▸ **Collection entries**
****************************************
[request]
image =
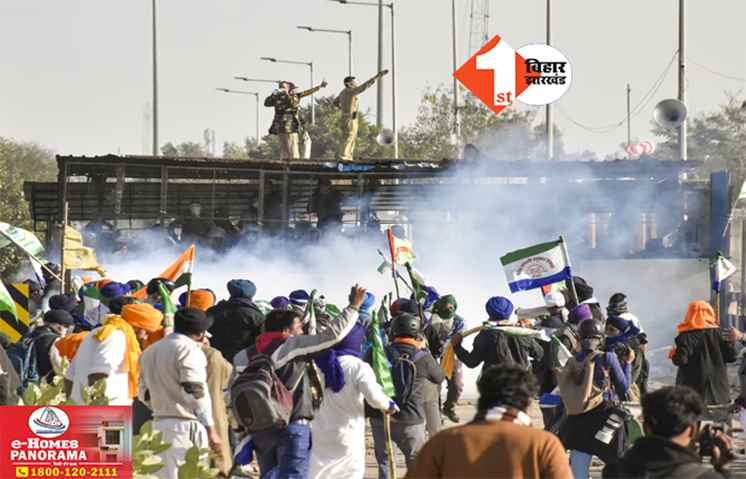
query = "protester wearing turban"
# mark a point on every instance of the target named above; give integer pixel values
(444, 323)
(339, 425)
(202, 299)
(111, 353)
(173, 383)
(495, 346)
(280, 302)
(238, 320)
(701, 353)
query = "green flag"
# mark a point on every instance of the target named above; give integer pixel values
(379, 362)
(168, 306)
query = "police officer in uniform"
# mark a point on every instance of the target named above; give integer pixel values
(286, 123)
(348, 103)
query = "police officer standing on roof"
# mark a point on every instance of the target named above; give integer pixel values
(348, 103)
(286, 123)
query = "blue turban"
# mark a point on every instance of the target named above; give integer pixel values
(64, 302)
(498, 308)
(368, 302)
(280, 302)
(299, 297)
(114, 290)
(241, 288)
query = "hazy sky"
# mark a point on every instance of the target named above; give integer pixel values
(76, 74)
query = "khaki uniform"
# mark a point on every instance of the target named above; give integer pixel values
(347, 101)
(286, 123)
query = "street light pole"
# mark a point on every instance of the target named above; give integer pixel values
(549, 118)
(155, 79)
(456, 111)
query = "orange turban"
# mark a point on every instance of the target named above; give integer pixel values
(201, 299)
(142, 316)
(699, 315)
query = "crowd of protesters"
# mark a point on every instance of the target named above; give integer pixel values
(554, 389)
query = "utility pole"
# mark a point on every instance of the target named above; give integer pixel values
(682, 79)
(155, 80)
(549, 119)
(456, 112)
(379, 84)
(629, 119)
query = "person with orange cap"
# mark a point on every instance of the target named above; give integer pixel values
(701, 353)
(111, 352)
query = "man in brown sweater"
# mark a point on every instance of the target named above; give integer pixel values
(500, 442)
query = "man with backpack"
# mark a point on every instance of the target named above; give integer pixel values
(670, 418)
(591, 384)
(31, 356)
(413, 370)
(237, 321)
(275, 396)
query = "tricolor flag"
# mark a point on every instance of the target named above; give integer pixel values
(401, 249)
(537, 266)
(180, 272)
(722, 269)
(379, 362)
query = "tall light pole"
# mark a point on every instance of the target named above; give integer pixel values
(456, 108)
(310, 66)
(379, 116)
(343, 32)
(155, 79)
(549, 118)
(256, 96)
(682, 79)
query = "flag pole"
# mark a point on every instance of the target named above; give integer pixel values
(62, 248)
(390, 236)
(566, 254)
(389, 445)
(30, 255)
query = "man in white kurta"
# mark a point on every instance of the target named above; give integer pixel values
(338, 449)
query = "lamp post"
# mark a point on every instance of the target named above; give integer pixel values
(155, 79)
(310, 66)
(342, 32)
(242, 92)
(390, 6)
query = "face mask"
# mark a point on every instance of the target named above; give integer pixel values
(590, 344)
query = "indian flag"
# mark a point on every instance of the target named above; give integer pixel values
(401, 249)
(180, 272)
(537, 266)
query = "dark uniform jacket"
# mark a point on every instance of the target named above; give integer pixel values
(701, 355)
(237, 323)
(657, 457)
(489, 347)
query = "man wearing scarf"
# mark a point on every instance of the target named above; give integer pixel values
(500, 442)
(173, 383)
(701, 353)
(493, 347)
(285, 452)
(339, 426)
(407, 426)
(444, 323)
(111, 352)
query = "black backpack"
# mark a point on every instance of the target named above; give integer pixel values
(403, 373)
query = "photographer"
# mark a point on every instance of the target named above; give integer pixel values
(670, 416)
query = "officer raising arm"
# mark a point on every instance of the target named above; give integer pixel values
(348, 103)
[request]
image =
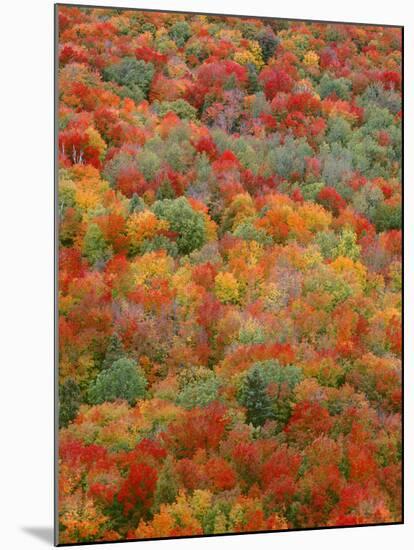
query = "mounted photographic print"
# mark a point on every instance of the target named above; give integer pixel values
(229, 281)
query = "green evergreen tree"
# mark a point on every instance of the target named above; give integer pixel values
(69, 402)
(167, 485)
(123, 380)
(255, 398)
(95, 247)
(136, 204)
(114, 351)
(188, 223)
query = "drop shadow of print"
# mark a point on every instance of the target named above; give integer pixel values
(44, 534)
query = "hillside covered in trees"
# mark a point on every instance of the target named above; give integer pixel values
(229, 203)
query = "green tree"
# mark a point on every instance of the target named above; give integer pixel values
(134, 75)
(188, 223)
(388, 217)
(254, 397)
(180, 32)
(95, 247)
(199, 393)
(347, 245)
(114, 351)
(167, 485)
(123, 380)
(69, 402)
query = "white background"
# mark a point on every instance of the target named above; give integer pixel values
(26, 271)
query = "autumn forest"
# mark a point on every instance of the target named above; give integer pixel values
(229, 203)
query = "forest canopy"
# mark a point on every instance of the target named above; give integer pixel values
(229, 200)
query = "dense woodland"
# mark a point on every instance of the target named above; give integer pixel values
(229, 274)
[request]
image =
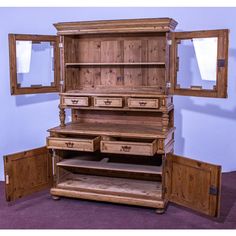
****************************************
▸ **Written request**
Please count how many lines in the records above contain the string "wearing", and give only that number.

▸ **Output below**
2